::: Record extracts
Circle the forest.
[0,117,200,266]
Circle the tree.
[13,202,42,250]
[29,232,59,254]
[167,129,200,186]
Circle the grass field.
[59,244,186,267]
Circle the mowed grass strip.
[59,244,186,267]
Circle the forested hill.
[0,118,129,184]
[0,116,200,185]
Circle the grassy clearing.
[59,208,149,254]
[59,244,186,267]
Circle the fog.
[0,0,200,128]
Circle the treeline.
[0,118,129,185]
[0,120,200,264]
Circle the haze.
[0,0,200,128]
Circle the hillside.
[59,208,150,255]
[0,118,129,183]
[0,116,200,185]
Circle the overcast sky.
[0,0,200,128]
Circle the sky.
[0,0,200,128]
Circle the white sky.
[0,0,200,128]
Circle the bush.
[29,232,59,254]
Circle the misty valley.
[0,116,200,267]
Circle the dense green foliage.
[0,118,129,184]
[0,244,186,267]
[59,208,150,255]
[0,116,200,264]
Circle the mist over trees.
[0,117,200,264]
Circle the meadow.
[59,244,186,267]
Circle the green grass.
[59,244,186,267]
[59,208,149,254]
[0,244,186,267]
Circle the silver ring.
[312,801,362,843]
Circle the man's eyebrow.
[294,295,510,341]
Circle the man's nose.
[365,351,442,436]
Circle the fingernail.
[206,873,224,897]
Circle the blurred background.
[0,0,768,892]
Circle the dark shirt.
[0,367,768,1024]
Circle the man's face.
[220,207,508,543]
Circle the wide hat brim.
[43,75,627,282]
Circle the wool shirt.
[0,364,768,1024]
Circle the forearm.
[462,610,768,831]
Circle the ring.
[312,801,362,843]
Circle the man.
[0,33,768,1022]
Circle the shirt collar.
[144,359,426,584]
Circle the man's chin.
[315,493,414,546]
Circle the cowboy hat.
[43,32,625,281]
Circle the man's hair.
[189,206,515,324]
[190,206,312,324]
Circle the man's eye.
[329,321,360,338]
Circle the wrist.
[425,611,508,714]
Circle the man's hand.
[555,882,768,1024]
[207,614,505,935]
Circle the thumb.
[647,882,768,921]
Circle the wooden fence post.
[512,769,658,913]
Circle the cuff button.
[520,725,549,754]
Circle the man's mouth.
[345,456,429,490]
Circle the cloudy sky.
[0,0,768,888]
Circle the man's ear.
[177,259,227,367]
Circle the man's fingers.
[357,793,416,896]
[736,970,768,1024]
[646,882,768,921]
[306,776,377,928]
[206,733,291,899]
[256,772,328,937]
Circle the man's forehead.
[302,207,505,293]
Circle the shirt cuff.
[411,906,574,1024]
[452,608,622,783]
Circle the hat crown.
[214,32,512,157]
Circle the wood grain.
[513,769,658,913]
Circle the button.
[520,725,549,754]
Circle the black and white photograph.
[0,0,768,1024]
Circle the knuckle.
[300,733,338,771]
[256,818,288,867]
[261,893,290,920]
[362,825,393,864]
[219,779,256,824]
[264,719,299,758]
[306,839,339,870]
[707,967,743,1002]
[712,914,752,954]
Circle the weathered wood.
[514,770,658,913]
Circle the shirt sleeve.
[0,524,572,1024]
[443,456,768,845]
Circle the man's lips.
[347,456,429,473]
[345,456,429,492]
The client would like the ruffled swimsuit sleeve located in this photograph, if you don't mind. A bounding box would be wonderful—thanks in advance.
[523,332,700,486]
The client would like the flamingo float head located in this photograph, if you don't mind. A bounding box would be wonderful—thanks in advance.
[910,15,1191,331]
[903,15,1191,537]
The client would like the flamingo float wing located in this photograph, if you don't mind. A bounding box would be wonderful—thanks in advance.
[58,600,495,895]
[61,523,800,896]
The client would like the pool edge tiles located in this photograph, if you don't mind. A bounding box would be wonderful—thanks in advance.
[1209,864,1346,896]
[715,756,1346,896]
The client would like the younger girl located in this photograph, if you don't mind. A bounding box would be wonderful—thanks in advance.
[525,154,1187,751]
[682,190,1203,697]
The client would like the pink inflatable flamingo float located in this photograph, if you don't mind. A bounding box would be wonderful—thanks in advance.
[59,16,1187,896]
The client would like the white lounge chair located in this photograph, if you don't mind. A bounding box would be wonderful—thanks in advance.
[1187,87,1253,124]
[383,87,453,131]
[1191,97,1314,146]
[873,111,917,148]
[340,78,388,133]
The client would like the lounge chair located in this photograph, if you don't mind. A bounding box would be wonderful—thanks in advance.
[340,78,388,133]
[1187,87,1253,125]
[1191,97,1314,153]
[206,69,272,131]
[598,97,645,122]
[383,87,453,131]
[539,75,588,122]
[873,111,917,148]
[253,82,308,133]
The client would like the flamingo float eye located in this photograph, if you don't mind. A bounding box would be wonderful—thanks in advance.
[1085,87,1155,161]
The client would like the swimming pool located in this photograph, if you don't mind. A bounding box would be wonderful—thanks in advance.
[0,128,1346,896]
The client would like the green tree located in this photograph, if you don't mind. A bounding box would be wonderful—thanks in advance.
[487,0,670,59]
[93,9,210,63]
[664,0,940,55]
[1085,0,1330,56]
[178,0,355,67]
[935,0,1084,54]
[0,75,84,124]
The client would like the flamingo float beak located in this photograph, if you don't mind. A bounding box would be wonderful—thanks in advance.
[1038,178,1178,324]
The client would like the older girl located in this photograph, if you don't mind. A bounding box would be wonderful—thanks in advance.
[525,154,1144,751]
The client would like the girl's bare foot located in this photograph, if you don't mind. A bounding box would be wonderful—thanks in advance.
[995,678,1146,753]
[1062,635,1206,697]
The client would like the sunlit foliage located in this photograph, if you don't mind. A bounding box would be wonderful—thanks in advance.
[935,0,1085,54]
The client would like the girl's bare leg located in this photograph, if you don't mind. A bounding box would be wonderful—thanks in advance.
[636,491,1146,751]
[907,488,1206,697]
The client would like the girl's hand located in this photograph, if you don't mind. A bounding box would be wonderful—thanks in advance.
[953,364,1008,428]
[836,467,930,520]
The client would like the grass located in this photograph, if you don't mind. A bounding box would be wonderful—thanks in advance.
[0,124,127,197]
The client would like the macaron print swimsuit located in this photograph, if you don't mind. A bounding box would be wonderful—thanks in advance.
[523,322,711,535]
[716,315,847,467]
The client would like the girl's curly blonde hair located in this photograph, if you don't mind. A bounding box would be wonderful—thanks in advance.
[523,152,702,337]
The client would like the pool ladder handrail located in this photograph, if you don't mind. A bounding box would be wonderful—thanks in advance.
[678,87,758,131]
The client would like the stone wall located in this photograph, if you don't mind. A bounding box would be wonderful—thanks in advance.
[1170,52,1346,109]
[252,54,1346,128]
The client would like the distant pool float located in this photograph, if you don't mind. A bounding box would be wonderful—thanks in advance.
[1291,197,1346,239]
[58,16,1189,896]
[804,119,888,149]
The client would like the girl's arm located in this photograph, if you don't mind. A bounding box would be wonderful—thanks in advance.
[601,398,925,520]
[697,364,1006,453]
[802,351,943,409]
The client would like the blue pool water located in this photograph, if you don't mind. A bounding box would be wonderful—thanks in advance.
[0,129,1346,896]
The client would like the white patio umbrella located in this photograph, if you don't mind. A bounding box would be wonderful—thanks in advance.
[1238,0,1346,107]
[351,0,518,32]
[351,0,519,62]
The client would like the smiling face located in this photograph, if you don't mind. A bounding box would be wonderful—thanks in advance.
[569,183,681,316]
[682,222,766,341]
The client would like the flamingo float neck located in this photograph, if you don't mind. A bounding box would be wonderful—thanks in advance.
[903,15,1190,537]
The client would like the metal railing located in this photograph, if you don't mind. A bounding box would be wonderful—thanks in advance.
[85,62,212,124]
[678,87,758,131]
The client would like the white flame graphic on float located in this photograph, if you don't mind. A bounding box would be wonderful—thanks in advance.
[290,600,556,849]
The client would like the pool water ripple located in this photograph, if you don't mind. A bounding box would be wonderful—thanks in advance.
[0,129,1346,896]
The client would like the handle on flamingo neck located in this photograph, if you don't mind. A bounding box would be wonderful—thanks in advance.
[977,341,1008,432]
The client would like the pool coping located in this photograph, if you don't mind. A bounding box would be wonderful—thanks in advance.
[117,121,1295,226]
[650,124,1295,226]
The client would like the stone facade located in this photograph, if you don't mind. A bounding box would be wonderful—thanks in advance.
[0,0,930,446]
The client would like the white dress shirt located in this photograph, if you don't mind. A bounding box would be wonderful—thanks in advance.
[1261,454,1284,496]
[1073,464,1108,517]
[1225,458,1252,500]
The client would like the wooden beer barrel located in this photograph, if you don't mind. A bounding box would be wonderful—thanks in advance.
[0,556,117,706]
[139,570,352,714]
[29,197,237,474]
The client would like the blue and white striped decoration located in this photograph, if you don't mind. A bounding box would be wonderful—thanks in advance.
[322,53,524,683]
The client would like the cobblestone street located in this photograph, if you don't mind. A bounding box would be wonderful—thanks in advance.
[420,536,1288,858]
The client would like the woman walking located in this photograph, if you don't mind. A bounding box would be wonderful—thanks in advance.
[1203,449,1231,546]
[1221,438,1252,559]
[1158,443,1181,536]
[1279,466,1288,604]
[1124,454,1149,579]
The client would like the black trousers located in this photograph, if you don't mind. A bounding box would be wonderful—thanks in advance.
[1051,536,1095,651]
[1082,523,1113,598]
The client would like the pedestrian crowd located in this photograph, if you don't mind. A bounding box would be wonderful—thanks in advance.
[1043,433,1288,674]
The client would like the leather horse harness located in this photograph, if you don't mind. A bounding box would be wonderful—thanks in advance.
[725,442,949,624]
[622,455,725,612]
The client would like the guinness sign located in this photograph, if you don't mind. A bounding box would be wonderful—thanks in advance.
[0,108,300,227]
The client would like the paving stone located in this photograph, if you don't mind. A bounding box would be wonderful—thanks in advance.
::::::
Render the material as a Markdown table with the columns Row and Text, starting with the line that contains "The client would like the pool water" and going on through the line that contains "[977,341,1008,432]". Give each line its own numbered row and leave out blank lines.

| Row | Text |
|---|---|
| 1 | The client would like the pool water ripple located in this photograph, if you don't mind. A bounding box would be wonderful—thanks in advance. |
| 2 | [0,129,1346,896] |
| 3 | The client would like the handle on flamingo neck located in this photograph, if you don't mind. A bounding box would be wonderful—thanks in advance. |
| 4 | [977,341,1008,432] |